**GOAL OF THE EXERCISE:**
All records below must be retyped exactly.

** START OF PROVIDED DATA **

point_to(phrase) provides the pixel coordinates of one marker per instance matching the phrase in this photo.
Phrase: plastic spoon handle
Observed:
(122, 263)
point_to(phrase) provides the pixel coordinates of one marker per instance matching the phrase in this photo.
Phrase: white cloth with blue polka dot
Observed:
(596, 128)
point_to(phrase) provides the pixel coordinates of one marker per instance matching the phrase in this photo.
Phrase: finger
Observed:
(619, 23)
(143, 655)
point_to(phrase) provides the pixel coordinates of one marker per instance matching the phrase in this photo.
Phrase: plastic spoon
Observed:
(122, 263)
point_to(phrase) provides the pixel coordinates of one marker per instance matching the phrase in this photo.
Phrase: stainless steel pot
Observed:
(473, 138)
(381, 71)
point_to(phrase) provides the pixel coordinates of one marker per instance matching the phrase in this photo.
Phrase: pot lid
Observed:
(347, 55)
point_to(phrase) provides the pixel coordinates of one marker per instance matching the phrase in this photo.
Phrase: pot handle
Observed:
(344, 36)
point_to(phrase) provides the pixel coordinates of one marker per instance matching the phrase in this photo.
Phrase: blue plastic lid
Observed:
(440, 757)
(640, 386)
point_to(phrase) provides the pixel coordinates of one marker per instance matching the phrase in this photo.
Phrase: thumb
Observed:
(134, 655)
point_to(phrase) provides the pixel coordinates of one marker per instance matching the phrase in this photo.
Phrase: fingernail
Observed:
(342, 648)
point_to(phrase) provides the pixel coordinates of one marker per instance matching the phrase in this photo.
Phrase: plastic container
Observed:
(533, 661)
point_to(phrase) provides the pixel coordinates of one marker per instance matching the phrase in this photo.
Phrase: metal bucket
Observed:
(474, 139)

** END OF PROVIDED DATA **

**SOLUTION TO THIS PROBLEM:**
point_to(phrase) provides the pixel coordinates of one marker per instance matching the phrase in this photo.
Phrase: plastic spoon handle
Observed:
(122, 263)
point_to(phrase) provides the pixel coordinates of one marker per instance matching the phrase in this photo.
Phrase: white cloth with blue polka dot
Observed:
(596, 128)
point_to(phrase) provides the pixel coordinates of one marker per instance matching the phrase in this photo.
Phrase: finger
Observed:
(619, 23)
(143, 655)
point_to(phrase) provides the pixel coordinates of one marker per instance matching the phrase in this photo.
Phrase: plastic spoon
Observed:
(122, 263)
point_to(phrase) provides the pixel coordinates of one marker per instance matching the phrase in this photo.
Phrase: stainless steel pot
Observed:
(473, 138)
(381, 71)
point_to(phrase) provides the pixel coordinates of one marker per instance matching the phrase in this photo.
Phrase: pot lid
Observed:
(347, 55)
point_to(phrase) provides the pixel coordinates of one marker per instance matching the phrase in this photo.
Phrase: pot handle
Observed:
(344, 36)
point_to(phrase) provides the pixel coordinates of one marker per instance matching the phrase in this photo.
Phrase: blue plastic lid
Observed:
(440, 757)
(640, 386)
point_to(phrase) provides the pixel coordinates of one marker per instance matching the phrase in this photo.
Phrase: thumb
Observed:
(134, 655)
point_to(phrase) provides the pixel coordinates of one marker per instance matching the phrase in this photo.
Phrase: fingernail
Observed:
(342, 648)
point_to(phrase) provides the pixel coordinates of one marker per instance matching the phrase in this photo.
Phrase: plastic container
Observed:
(533, 661)
point_to(phrase) provides the pixel coordinates of one marker per instance matching the phrase in this photo.
Phrase: metal bucket
Observed:
(474, 139)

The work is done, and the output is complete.